# EXERCISE:
Pick up the review of the Beastie Boys concert film after its last sentence and carry it on.

# STUDY TEXT:
Reviews of Recent Independent, Foreign, & Documentary Films in Theaters and DVD/Home Video
Directed by: Nathanial Hörnblowér. Produced by: Nathanial Hörnblowér & Jon Duran. Edited by: Michael Boczon & Remi Gletsos. Music by: The Beastie Boys. Released by: ThinkFilm. Country of Origin: USA. 90 min. Rated: R. With: The Beastie Boys (Mike D, Adrock, & MCA), Mix Master Mike, Keyboard Money Mark, Alfredo Ortiz & Doug E Fresh.
The two greatest attributes the Beastie Boys have displayed over the past 20 years are their mastery of sampling and that they have maintained a long-term relationship with their fan base, both of which made this film somewhat inevitable. Three days before a performance in 2004, the group decided to hand out 50 video cameras to ticket holders scattered across the sold-out arena to give a new volt of energy to their concert footage. Compiled and edited over the span of a year, the result might be the most interactive, convulsive and masturbatory concert film ever released.

Saved entries:

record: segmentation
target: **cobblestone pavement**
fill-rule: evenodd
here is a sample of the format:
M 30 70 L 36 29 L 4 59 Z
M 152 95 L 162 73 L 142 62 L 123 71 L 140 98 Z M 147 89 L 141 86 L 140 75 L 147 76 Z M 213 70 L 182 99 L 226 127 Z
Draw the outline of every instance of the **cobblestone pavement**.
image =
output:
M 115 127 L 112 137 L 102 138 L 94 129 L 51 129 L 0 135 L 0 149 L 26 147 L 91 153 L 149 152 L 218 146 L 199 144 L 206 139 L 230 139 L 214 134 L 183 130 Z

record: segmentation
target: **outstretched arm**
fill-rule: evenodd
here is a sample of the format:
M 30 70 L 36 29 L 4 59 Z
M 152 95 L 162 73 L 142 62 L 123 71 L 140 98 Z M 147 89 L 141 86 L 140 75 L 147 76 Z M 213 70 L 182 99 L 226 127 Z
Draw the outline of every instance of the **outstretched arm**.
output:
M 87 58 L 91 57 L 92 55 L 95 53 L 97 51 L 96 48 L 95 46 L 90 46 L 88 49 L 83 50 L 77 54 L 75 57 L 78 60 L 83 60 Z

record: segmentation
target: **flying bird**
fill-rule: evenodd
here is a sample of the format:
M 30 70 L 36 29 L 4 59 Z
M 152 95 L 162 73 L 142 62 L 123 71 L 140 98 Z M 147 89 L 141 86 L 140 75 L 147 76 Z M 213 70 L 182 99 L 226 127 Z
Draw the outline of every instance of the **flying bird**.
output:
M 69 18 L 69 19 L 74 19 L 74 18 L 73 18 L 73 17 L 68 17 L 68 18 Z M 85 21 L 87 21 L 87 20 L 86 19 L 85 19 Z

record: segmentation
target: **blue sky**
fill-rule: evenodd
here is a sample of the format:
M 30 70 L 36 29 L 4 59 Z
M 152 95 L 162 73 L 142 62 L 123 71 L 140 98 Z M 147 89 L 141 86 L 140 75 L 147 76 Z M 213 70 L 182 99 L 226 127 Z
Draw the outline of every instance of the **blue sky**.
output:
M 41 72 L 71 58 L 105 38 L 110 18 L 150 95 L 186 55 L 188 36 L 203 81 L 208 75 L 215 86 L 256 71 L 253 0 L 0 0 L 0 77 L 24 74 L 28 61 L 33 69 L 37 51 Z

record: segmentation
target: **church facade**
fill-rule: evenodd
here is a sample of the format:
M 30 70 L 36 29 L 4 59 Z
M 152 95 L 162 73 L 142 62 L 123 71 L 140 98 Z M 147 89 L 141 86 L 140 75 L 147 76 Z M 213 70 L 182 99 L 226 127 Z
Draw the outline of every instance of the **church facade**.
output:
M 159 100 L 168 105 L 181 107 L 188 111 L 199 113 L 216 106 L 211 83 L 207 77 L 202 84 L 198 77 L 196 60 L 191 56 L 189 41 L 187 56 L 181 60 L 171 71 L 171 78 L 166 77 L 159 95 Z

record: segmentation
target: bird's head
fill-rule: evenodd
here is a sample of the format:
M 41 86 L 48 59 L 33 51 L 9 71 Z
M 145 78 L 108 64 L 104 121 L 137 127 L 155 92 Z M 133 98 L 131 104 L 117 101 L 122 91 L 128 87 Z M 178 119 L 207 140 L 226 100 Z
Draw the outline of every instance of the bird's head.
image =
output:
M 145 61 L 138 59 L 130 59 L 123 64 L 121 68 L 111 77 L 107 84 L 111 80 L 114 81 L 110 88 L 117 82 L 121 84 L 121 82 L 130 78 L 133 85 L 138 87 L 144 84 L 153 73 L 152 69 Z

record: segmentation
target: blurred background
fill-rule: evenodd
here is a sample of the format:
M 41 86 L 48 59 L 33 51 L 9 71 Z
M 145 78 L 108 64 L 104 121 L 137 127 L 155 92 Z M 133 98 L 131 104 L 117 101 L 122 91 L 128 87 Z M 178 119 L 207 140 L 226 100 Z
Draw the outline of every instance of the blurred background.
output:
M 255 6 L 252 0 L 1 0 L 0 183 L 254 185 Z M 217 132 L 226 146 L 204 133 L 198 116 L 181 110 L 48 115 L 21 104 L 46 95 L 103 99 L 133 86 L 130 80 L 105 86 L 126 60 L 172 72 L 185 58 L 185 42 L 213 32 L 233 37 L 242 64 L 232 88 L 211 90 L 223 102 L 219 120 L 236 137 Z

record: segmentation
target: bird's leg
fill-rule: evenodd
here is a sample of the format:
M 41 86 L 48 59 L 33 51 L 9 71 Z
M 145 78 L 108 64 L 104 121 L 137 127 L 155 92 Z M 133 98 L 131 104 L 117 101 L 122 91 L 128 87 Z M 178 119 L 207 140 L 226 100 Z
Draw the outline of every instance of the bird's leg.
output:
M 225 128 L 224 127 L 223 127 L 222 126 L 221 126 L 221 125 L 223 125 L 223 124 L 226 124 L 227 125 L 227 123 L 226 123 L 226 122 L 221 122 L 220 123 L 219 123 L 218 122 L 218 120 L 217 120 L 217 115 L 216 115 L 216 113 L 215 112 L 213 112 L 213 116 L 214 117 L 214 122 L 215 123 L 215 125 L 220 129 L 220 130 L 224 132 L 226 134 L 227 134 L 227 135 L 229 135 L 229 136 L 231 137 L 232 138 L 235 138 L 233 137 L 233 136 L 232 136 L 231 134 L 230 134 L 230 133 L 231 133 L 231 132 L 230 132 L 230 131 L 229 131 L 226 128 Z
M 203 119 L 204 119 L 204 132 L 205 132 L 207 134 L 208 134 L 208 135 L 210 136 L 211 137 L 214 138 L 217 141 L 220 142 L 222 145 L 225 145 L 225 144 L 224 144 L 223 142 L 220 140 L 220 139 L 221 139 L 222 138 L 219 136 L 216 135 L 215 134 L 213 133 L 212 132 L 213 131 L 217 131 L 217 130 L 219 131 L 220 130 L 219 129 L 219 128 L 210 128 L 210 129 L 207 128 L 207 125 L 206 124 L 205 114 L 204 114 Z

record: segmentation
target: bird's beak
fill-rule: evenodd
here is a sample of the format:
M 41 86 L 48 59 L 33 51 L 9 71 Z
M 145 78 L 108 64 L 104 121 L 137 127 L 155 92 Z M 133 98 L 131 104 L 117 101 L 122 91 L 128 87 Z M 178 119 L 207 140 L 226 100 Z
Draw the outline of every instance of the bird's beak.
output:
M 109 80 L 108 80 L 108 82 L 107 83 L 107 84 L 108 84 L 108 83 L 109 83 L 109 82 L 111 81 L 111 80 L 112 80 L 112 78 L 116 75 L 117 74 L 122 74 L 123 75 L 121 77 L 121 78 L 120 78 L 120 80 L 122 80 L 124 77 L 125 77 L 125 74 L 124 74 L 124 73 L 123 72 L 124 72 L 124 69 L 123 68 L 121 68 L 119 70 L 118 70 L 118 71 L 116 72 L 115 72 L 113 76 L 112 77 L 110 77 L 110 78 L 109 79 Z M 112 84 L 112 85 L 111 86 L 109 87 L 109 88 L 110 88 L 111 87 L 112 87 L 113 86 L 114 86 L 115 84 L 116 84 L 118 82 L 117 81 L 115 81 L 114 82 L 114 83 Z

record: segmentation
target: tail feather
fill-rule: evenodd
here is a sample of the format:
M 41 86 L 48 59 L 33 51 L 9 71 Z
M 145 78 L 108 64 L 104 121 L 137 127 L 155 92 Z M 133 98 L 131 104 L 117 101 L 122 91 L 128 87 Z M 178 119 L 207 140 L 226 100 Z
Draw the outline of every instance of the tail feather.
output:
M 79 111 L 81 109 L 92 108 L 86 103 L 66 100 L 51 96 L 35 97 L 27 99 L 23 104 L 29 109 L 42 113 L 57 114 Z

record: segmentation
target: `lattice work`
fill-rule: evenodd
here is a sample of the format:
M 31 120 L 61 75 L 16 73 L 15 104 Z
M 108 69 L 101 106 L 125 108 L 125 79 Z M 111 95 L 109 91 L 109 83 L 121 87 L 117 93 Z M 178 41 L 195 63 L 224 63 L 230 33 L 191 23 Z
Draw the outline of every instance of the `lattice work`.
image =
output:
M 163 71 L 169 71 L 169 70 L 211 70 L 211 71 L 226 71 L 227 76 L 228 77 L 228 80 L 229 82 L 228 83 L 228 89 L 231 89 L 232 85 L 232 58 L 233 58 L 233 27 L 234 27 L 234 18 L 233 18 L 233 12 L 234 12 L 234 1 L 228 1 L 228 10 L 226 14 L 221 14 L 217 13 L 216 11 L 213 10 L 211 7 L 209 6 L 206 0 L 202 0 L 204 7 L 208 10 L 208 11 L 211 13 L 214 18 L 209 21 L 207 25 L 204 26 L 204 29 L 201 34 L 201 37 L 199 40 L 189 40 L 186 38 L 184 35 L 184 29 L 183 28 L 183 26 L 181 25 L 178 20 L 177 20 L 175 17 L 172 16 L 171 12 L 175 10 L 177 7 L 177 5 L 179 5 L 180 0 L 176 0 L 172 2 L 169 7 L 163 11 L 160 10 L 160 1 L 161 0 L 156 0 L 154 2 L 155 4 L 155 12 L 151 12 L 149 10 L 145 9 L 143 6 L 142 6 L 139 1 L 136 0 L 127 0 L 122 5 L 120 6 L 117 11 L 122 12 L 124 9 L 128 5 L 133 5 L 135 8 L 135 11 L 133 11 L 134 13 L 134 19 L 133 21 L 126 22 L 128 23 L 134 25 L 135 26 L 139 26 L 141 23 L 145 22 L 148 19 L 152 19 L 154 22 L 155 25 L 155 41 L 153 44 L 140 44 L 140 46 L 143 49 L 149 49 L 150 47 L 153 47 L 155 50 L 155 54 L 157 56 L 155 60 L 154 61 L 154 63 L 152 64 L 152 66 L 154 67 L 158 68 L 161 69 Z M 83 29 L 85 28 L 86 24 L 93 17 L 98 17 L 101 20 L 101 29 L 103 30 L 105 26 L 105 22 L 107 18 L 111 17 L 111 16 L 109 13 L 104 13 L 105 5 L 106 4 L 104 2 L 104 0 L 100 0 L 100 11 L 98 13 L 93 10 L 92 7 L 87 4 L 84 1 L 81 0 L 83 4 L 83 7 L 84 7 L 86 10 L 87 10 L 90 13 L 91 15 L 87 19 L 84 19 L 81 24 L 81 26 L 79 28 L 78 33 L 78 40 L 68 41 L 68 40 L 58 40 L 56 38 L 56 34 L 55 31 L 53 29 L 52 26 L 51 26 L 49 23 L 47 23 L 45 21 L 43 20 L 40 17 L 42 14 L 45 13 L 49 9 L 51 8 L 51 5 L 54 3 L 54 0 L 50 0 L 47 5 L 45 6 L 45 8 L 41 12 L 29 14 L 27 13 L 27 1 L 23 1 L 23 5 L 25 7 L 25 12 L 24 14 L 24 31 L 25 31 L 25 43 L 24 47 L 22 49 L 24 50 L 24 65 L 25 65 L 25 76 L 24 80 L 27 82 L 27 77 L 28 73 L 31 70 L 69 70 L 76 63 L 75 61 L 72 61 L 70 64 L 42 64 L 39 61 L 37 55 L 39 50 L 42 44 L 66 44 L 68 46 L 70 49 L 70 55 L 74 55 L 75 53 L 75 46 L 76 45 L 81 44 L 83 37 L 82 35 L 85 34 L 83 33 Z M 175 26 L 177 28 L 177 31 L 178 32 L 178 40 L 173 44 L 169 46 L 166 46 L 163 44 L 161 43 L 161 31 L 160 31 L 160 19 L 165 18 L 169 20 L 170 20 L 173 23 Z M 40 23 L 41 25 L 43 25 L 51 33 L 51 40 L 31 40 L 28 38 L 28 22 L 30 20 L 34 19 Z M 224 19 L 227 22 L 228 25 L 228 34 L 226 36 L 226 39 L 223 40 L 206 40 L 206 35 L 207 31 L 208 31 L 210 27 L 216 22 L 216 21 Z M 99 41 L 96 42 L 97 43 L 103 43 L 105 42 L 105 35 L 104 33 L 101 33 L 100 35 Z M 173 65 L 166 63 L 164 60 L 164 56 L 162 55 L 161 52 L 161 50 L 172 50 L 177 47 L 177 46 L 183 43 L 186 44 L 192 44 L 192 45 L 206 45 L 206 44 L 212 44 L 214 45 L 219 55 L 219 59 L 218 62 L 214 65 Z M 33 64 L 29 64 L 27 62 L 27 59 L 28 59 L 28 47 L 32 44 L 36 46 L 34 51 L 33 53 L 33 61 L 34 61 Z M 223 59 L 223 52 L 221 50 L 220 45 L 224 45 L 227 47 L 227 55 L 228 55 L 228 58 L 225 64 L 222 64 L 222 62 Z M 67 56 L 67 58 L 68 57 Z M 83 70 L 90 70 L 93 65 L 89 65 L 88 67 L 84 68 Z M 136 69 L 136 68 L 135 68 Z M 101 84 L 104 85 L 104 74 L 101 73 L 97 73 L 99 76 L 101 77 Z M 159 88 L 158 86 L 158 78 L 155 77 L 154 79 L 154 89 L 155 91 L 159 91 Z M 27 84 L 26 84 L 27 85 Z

# ANSWER BELOW:
The interplay is infectious, between the appreciative fans – intoxicated by being in a concert, having an active role in that concert, and, of course, by the more traditional intoxications – and a band that seems just as grateful. Nathanial Hörnblowér, pseudonym for Adam Yauch (Boys’ MCA), merges the footage from the 50 fan-manned cameras to recreate the full concert experience on film. His plan paid off, since the cameras filmed everything from the performance and the crowd to the urinals and the adventures of one camera operator, who managed to pick the lock to the backstage door.
Awesome is at its best when its editors allow one shot to last longer than five seconds. Unfortunately, that isn’t often. It’s also unfortunate that only 5 of the 50 cameras are digital, turning their brief footage into flotsam amidst a grainy, shaky sea of epilepsy.
But the film’s second half is wholly unlike its eye-searing first half, as if Hörnblowér realized halfway through post-production that the benefit of having a footage surplus is not solely relegated to rapid multi-angle madness. There’s enough innovative color inversion, saturation, animation, and superimposition here to make Richard Linklater and Michel Gondry weep. These techniques are gimmicky and simplistic, but they add cohesion to Hörnblowér’s army of cameras, creating a unique experience. Doubtlessly, any Beastie Boys fan who sees this energetic film will want to own the DVD.